=== Direction 1 ===
Update the rows from the one containing "Extract balcony railing from the photo above." down to the one containing "[671,111,690,132]", changing "Extract" to "Select". Return those rows with nothing else altered.

=== Selection ===
+ + + + + + +

Monday afternoon also brought an art class with standard 1 and 2. Lacking in any ideas whatsoever we decided to make and decorate paper planes, and then have a competition to see whose flew the furthest. Thus chaos ensued, and possibly one on the most enjoyable lessons I have had so far! Kenner managed to throw his paper plane into the middle of the softball game on the other side of the field, and there are several pieces of folded paper stuck in the rafters of the classroom... I love teaching ;)
Tuesday we did more reading with Standard 3 and 4 and then Creative Writing with Standard 2. Eight year old's who don't speak much English! This was actually really good fun - and it was very clear that certain students had a lot to say and did not have the ability to say it, which was, in a sense, quite frustrating. I am developining the opinion that they ought to be allowed to be taught in Spanish, but be taught "English" as a subject - I think it would totally make a difference to the quality of their education. Jose, for example, in Standard 2 speaks a little English, but can't read or write it, and yet he was writing things about his house in our lesson on Tuesday and was obviously wanting to say so much about his motorcycles but just couldn't.

+ + + + + + +

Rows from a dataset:
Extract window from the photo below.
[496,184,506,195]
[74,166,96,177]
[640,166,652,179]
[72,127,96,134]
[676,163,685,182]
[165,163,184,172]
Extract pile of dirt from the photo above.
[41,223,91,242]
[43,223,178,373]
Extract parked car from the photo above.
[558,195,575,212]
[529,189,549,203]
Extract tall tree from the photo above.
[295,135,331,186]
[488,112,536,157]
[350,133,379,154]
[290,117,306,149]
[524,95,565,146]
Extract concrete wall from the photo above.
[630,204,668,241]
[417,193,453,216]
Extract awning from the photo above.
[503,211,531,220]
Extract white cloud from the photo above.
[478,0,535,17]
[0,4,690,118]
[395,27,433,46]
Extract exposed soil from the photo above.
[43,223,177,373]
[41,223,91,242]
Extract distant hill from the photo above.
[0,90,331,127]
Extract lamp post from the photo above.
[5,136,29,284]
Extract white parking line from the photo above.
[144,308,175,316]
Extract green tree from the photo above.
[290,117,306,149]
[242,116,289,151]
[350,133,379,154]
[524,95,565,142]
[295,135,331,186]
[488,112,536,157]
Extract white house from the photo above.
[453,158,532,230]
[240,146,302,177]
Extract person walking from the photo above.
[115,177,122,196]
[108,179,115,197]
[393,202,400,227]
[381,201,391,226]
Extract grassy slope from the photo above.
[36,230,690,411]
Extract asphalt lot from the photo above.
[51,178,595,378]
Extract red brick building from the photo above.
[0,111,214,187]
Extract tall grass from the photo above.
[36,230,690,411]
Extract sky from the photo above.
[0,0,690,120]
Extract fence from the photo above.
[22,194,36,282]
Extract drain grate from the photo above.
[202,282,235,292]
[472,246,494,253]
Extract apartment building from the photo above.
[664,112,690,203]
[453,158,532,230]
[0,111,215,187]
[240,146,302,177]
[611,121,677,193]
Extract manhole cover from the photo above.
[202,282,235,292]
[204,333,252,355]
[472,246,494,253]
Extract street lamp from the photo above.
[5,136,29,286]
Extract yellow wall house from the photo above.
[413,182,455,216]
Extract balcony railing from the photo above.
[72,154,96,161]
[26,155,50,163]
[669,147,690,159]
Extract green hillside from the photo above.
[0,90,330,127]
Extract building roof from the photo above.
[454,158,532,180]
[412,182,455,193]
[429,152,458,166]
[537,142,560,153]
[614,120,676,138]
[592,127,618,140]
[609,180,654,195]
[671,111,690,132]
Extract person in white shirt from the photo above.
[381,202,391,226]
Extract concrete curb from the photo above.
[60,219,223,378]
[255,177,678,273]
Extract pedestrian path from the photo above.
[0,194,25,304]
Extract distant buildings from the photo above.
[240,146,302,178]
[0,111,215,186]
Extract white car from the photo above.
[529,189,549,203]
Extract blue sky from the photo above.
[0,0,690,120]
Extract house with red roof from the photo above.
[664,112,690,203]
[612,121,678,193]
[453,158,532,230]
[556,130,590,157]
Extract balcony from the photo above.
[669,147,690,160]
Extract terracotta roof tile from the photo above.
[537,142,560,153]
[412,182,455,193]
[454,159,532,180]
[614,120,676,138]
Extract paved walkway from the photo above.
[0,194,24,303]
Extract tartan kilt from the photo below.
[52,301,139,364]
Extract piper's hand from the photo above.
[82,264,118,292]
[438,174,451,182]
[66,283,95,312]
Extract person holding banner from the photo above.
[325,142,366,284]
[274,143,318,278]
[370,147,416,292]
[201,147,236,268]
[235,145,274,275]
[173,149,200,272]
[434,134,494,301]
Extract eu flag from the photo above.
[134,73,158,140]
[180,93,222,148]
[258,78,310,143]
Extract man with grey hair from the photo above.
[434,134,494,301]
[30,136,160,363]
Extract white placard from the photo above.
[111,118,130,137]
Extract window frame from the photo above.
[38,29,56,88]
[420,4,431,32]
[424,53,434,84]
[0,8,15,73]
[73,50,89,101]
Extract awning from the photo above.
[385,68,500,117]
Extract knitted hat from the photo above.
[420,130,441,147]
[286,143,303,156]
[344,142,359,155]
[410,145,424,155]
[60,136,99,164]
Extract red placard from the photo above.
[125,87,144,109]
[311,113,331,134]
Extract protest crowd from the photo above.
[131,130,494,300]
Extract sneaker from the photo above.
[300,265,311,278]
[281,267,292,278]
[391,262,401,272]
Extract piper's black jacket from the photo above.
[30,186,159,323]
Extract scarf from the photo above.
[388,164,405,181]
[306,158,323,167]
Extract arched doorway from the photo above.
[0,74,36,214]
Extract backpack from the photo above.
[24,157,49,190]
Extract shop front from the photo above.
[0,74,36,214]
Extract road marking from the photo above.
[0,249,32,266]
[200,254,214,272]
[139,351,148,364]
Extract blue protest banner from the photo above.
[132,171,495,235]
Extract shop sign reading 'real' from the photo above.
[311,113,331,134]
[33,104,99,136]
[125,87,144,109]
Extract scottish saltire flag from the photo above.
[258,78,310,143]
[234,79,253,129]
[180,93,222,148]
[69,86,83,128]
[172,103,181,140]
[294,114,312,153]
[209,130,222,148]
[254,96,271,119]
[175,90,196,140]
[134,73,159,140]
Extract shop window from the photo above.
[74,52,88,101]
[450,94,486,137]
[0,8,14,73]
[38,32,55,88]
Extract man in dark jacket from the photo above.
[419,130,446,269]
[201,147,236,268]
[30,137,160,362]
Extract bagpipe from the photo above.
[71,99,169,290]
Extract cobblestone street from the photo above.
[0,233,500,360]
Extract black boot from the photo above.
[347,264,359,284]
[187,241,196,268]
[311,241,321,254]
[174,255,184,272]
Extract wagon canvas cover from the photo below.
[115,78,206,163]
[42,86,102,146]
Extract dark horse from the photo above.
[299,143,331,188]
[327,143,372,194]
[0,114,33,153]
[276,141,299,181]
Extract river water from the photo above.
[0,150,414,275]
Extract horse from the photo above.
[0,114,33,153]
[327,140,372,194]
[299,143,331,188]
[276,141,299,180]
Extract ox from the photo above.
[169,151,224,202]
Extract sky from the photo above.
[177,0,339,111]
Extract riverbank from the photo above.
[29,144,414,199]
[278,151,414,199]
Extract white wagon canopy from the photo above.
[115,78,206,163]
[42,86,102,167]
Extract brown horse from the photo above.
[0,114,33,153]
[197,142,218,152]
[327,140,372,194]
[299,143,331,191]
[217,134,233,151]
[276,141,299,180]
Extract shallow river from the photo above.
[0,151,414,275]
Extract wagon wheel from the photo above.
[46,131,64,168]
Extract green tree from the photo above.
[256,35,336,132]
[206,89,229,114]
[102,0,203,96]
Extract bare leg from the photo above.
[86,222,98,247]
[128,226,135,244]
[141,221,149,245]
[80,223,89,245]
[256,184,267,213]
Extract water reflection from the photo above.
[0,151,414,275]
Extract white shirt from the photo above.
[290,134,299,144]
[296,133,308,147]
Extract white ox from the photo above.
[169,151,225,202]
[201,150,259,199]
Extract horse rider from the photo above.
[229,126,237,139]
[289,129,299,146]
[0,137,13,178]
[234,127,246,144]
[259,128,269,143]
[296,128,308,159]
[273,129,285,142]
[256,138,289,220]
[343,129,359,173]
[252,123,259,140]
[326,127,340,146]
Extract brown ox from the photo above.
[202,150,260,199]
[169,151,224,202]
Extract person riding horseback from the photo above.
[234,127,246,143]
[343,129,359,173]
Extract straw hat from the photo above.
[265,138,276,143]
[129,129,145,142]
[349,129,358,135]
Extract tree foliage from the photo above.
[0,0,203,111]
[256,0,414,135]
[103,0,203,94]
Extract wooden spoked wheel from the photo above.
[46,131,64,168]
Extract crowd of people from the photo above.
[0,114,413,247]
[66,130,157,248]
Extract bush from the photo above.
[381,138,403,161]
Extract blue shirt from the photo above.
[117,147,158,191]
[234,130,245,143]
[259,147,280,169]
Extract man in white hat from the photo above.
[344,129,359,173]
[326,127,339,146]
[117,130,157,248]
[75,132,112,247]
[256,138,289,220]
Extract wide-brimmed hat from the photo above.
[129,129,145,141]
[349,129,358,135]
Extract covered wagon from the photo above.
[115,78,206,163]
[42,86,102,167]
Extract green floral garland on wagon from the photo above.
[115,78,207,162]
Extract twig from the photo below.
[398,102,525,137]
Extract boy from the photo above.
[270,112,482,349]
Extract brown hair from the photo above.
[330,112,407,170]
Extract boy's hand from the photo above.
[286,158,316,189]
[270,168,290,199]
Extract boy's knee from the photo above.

+ + + + + + +

=== Direction 2 ===
In the teaching account, what did the art class with standard 1 and 2 make and decorate on Monday afternoon?

=== Complete response 1 ===
Select balcony railing from the photo above.
[72,154,96,161]
[26,155,50,163]
[669,147,690,159]
Select green hillside from the photo above.
[0,90,330,127]
Select building roof from the photo above.
[454,158,532,180]
[412,182,455,193]
[429,152,458,166]
[537,142,560,153]
[614,120,676,138]
[592,127,618,140]
[609,180,654,195]
[671,111,690,132]

=== Complete response 2 ===
Paper planes.